** START Input for this task **

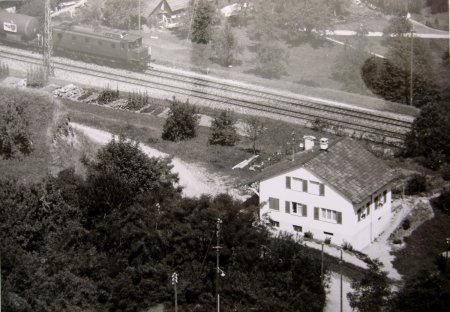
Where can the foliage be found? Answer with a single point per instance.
(442, 202)
(430, 134)
(438, 6)
(417, 184)
(225, 45)
(182, 122)
(201, 57)
(137, 100)
(59, 252)
(408, 65)
(223, 129)
(4, 70)
(349, 62)
(108, 95)
(36, 77)
(398, 6)
(428, 291)
(254, 129)
(270, 59)
(91, 13)
(372, 292)
(15, 136)
(121, 14)
(406, 224)
(202, 21)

** END Input for this task **

Task description: Copy the lines above, swapping "foliage" for "leaves" and keeping everything else the same. Leave out the picture.

Solution:
Where can the leaves be found? Answer with a single point per instance.
(442, 202)
(430, 134)
(438, 6)
(417, 184)
(225, 45)
(182, 122)
(201, 57)
(137, 100)
(59, 252)
(408, 65)
(223, 129)
(4, 70)
(349, 62)
(108, 95)
(36, 77)
(398, 6)
(428, 291)
(254, 129)
(270, 59)
(91, 13)
(372, 292)
(15, 136)
(121, 14)
(406, 224)
(202, 21)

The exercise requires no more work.